### [Qué hacer]
¿Cómo queda el fragmento del texto sobre los certificados de discapacidad que empieza con las palabras "La ley no contempla" y termina con "privilegios sin merecerlos." si sustituyes "privilegios" por "beneficios"?

### [Fragmento de texto]
No existe una predisposición para la moralidad o la inmoralidad, no hay pueblos esencialmente corruptos, aunque esto sea a difícil de aceptar debido a la profusión de hechos revelados en estos días de pandemia, desde las compras con sobreprecios, las becas para los parientes, hasta la obtención indebida de certificados de discapacidad.
La ley define como persona con discapacidad a quien, por sus condiciones, sin importar la causa de origen, ve restringida de forma permanente su capacidad biológica, sicológica o asociativa para ejercer una o más actividades esenciales de la vida diaria. Para obtener los beneficios legales se requiere de una “calificación” de tipo o porcentaje de discapacidad, esto está cargo del Sistema de Salud, a partir de cierto nivel es que pueden accederse, entre otros ayudas, a la exoneración de tributos para la importación de bienes y vehículos.
La ley no contempla factores como los ingresos, ocupación, profesión o posición social del beneficiario, pero sí establece que la discapacidad debe ser de aquellas que restringen de forma permanentemente una o más actividades esenciales de la vida, y es a partir de esto se puede identificar diferentes niveles de inmoralidad de quienes han recibido estos privilegios sin merecerlos.
En el nivel menor están los funcionarios que tratan de forma diferente a los solicitantes, facilitando las cosas a quienes tienen palancas o influencias y complicando el proceso para las personas comunes; en este mismo nivel están aquellos que usan el beneficio pese a que su discapacidad no restringe ningún aspecto esencial de su vida, un abuso del derecho. El doble rasero es evidente: las exigencias son para los necesitados y sin contactos, la inflexibilidad y el legalismo para quien no tiene forma alguna de poder. En el segundo nivel de la inmoralidad están los funcionarios que otorgan la certificación a sabiendas que la discapacidad no es de aquellas que permite recibir el beneficio, ya a cambio de algo, ya por hacer un “favor”; junto a los funcionarios están quienes usan su influencia, el dinero o contactos, para forzar algo que en realidad no les corresponde ya que su discapacidad no limita aspectos esenciales de su vida (por ejemplo tener lentes o un nivel de audición menor). En el tercer nivel están los delincuentes, los que acuden a redes organizadas para que se les entregue certificaciones que no les corresponden o “compran” cupos de personas que por su estado de necesidad requieren el dinero; éstos, quienes se benefician y los que benefician, se colocan por encima de la ley y que creen que pueden obtener cualquier cosa sin importar la forma, abusando de las normas y con la complicidad de funcionarios deshonestos, y de una sociedad que mayoritariamente ha dejado de reprochar al inmoral, al corrupto, al delincuente, si es que tiene éxito. “Democratizaron” la corrupción, ya no son unos pocos, ahora son muchos los que se reparten la infamia; mientras tanto los que realmente necesitan los beneficios, atónitos han confirmado que la deshonestidad no se frena ante nada.

### [Entradas de datos guardadas]
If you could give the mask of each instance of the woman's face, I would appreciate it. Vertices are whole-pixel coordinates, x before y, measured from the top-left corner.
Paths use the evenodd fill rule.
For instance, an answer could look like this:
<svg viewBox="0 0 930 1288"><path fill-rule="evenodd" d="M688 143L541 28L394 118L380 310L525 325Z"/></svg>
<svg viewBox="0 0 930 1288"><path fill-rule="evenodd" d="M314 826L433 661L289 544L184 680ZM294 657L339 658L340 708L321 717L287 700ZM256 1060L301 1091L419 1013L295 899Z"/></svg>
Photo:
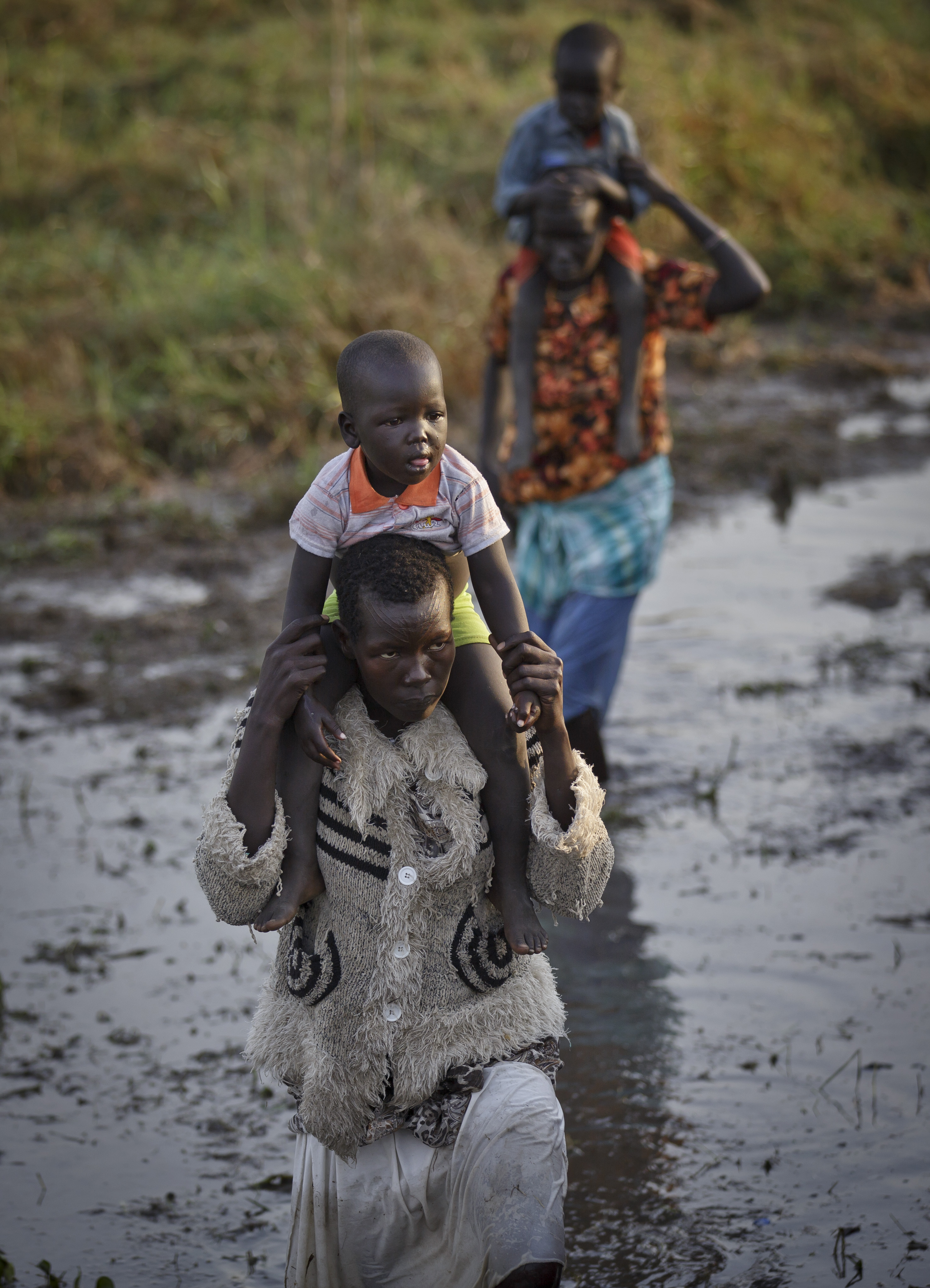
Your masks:
<svg viewBox="0 0 930 1288"><path fill-rule="evenodd" d="M393 737L433 715L455 662L452 596L444 582L416 604L368 596L356 639L341 622L334 629L345 656L356 659L368 697L388 717L370 712L384 733Z"/></svg>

### [Tu respuesta]
La ley no contempla factores como los ingresos, ocupación, profesión o posición social del beneficiario, pero sí establece que la discapacidad debe ser de aquellas que restringen de forma permanentemente una o más actividades esenciales de la vida, y es a partir de esto se puede identificar diferentes niveles de inmoralidad de quienes han recibido estos beneficios sin merecerlos.